SUPPLIED MATERIAL:
....
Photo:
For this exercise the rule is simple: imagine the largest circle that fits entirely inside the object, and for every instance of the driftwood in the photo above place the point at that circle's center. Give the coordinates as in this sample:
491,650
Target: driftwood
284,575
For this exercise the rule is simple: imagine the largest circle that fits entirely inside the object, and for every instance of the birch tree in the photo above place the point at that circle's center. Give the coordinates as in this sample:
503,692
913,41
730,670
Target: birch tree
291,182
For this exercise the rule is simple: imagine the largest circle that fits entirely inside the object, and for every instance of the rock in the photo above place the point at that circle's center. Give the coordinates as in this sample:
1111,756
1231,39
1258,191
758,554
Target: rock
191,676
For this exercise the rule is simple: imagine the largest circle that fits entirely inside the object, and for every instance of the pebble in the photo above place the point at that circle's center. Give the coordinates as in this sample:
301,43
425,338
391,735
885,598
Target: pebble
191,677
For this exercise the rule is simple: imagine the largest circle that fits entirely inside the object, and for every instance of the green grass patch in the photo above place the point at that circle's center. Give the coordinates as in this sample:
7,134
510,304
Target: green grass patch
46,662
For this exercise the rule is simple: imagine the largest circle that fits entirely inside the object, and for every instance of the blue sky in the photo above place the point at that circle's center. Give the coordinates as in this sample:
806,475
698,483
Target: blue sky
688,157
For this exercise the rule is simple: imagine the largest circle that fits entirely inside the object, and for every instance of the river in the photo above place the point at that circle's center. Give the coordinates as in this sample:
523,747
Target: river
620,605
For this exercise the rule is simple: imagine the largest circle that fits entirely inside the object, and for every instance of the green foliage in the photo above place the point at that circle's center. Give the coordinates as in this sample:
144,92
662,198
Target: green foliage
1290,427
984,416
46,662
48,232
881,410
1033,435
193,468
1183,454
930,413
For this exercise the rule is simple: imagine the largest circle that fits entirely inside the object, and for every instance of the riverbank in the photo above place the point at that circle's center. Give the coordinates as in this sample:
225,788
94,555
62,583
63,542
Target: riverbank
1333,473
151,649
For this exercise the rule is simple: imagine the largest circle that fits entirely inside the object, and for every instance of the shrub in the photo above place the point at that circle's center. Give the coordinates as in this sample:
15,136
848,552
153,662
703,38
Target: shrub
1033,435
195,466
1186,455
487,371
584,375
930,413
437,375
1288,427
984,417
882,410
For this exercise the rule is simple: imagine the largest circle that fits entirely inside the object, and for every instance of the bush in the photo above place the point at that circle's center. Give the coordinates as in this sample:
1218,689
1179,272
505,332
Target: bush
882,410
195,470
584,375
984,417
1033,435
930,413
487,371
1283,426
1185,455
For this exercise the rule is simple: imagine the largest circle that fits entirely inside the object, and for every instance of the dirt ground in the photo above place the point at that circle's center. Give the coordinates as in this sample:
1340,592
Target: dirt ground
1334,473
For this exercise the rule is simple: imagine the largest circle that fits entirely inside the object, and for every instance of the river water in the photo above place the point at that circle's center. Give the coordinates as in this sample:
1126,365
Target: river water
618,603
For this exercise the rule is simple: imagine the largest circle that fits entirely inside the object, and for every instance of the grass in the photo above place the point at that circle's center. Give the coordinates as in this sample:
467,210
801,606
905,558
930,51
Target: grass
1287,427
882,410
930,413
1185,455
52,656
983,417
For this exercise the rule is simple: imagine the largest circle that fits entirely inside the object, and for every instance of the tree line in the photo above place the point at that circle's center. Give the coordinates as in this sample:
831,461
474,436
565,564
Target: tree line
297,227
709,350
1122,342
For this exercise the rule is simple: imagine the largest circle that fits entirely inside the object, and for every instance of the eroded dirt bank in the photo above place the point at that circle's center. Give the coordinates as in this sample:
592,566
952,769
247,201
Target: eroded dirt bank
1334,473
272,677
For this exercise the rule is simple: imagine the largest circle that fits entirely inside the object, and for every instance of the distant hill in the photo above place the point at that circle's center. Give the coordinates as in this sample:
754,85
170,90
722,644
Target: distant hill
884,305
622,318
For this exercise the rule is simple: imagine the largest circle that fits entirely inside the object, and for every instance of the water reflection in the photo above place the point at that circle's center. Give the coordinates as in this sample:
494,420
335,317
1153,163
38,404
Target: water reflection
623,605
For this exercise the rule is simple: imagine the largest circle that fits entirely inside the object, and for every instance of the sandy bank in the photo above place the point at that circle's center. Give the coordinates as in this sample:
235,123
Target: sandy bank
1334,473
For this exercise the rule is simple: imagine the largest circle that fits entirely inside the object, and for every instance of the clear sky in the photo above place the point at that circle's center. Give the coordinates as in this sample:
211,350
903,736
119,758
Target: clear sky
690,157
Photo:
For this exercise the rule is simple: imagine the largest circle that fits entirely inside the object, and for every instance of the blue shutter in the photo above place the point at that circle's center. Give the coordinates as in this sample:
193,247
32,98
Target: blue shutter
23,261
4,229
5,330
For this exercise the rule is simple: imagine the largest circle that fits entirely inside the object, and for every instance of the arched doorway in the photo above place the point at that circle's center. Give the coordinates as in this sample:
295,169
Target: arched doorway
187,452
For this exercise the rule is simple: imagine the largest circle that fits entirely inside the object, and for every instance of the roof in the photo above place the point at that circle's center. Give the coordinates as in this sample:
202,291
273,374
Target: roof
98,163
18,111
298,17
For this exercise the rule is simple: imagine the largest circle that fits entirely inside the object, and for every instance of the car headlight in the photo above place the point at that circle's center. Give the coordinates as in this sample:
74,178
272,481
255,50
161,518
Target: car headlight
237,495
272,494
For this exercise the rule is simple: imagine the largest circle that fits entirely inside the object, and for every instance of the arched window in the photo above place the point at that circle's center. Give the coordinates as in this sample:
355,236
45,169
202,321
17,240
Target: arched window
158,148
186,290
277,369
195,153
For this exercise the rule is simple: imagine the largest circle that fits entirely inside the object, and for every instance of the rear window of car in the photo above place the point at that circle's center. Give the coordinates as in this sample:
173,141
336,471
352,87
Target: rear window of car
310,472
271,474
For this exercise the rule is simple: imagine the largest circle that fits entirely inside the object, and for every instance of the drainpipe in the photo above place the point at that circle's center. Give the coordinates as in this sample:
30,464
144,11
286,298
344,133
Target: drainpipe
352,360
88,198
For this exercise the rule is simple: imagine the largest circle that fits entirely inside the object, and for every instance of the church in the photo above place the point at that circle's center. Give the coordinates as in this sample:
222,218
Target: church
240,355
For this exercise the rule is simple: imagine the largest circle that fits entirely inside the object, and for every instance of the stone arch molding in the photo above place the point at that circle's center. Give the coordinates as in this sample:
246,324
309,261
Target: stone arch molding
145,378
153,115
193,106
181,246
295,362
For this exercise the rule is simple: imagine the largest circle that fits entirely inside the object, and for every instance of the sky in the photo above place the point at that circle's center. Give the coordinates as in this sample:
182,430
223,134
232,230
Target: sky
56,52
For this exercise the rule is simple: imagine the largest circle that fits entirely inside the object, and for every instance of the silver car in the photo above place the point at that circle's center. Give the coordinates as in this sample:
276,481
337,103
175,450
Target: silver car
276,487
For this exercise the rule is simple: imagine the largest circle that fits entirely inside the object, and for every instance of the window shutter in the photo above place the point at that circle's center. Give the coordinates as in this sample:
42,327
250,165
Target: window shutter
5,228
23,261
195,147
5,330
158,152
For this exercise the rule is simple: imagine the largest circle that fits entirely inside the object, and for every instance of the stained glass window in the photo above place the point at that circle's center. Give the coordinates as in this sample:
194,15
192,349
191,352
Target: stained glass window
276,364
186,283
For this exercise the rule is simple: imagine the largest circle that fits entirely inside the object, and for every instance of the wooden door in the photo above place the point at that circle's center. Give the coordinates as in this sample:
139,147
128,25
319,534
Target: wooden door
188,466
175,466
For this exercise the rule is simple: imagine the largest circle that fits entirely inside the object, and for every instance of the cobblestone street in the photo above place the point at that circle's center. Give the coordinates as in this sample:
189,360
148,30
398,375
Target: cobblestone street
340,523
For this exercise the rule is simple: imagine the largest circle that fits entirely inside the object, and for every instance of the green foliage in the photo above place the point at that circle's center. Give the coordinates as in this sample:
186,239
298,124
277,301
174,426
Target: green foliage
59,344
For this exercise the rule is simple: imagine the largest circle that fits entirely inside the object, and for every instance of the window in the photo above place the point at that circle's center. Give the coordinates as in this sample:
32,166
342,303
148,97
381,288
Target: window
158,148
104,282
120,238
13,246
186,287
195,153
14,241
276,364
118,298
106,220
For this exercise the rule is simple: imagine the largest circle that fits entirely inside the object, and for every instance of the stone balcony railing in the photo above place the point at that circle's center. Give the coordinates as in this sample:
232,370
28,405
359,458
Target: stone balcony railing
....
WORK INSTRUCTIONS:
Only output the lines from the one with "Target: wooden door" through the end of the entries above, exactly as they are.

ANSWER AREA:
Target: wooden door
188,466
175,466
For this exercise the rule is simple: imagine the largest circle that fits entirely inside the object, and for every instance of the cobblestone street in the photo above place the point at that circle's center. Give the coordinates as in this sample:
189,360
148,30
398,375
Target: cobblestone street
340,523
For this exercise the rule is simple: imagine the largest circle that fits entirely inside the object, and for every instance of the green foliage in the photo above place the point at that circle's center. Give the coordinates as in this sample:
186,239
298,124
277,301
174,426
Target: green foliage
59,344
For this exercise the rule is simple: imagine the largest circle that fits entirely inside the object, and for every instance of the window in the photo above place the point at that circle's center. Give the coordinates as in this sample:
32,166
342,303
148,97
381,288
Target: window
158,148
104,282
120,238
13,246
186,287
195,153
14,241
276,364
118,298
106,220
For this exercise the rule is simple: imagine the largest circle that fits entirely inside the object, and for every instance of the stone balcony railing in the photo above place the point at that circle's center. Give the coordinates as in this sample:
232,370
28,405
359,458
Target: stone balcony railing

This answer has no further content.